Instruction -
Copy every one of the following lines word for word, with nothing changed.
** Start Supplied information **
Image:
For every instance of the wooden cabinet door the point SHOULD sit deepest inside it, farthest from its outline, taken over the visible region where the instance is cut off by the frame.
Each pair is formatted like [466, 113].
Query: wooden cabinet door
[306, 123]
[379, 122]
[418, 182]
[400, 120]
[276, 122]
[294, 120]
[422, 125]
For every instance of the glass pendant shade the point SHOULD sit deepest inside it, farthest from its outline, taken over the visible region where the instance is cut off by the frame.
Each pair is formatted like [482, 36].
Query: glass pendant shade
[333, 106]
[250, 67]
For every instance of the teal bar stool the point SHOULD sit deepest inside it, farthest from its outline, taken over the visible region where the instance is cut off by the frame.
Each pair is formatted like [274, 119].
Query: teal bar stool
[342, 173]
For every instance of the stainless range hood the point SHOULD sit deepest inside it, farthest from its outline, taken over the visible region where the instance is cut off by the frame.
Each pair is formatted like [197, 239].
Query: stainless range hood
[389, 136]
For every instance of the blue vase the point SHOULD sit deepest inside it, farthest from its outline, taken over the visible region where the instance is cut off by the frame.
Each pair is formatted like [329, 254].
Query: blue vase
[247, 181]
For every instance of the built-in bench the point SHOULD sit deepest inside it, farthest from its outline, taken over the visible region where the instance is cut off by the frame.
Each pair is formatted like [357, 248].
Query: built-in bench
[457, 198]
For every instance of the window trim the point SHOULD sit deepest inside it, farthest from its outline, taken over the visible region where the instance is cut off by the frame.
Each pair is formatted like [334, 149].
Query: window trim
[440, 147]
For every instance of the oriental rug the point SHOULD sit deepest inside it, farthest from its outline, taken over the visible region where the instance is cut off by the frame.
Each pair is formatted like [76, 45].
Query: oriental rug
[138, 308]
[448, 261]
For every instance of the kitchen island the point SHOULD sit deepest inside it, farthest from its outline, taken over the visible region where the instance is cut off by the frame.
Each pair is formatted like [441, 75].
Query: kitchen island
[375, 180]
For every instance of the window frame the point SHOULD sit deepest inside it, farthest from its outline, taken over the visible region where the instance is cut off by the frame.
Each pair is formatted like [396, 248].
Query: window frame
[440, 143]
** End Supplied information **
Output of the task -
Image:
For every instance of the wooden cabinet door the point SHOULD sit deepest inside it, farthest from its outline, taken over the visible region where the instance is cut off by the frame.
Each pair is formatted like [466, 113].
Query: wooden cabinet door
[306, 123]
[379, 122]
[418, 182]
[400, 120]
[276, 122]
[294, 120]
[422, 125]
For every instance of the glass pendant shade the point SHOULD sit deepest inside it, farthest from its outline, taken over the visible region where the instance is cut off by the frame.
Each pair is formatted like [482, 36].
Query: glass pendant shade
[333, 106]
[250, 67]
For every instance of the teal bar stool the point SHOULD sit deepest inside it, farthest from its outline, taken over the visible region where the instance is cut off by the frame.
Each pair is formatted like [274, 119].
Query: teal bar stool
[342, 173]
For every instance of the stainless range hood the point SHOULD sit deepest inside it, farthest from its outline, taken over the visible region where the instance is cut off by the frame.
Each pair is formatted like [197, 239].
Query: stainless range hood
[389, 136]
For every instance of the blue vase the point SHOULD sit deepest inside it, farthest from its outline, taken over the visible region where the instance is cut off by the frame.
Each pair is formatted like [329, 254].
Query: blue vase
[247, 181]
For every instance of the built-in bench the point SHOULD sit deepest inside it, farthest from its outline, taken over the visible region where the instance is cut off by the frame.
Each pair is formatted like [357, 248].
Query: built-in bench
[457, 198]
For every instance of the window trim the point SHOULD sit deepest inside it, farthest from its outline, taken over the visible region where the instance is cut off by the frame.
Each pair is formatted like [334, 149].
Query: window trim
[440, 147]
For every instance of the oriental rug the point SHOULD sit deepest inside it, farthest from its outline, taken over the visible region where the instance is cut off by the frame.
Each pair is formatted like [76, 45].
Query: oriental rug
[138, 308]
[448, 261]
For every instance of the kitchen island the point SHOULD sit deepest inside it, farthest from its outline, taken over the visible region where the instance is cut off by the frame.
Each pair is formatted like [441, 75].
Query: kitchen island
[375, 180]
For every instance of the window frame the point SHOULD sit deepest inside it, farthest from its outline, taken over the visible region where the instance is cut off by the frame.
Each pair is formatted like [396, 248].
Query: window frame
[440, 143]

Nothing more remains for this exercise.